■ **DATA EXTRACT**
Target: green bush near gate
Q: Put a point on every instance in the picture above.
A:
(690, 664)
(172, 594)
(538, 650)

■ **TASK TO CARRY OUT**
Line by line, copy the data above exactly as it reads.

■ **RESULT FOR THIS TASK**
Target: green bush near gate
Q: Put a point on every instance in the picture above.
A:
(690, 664)
(172, 594)
(538, 650)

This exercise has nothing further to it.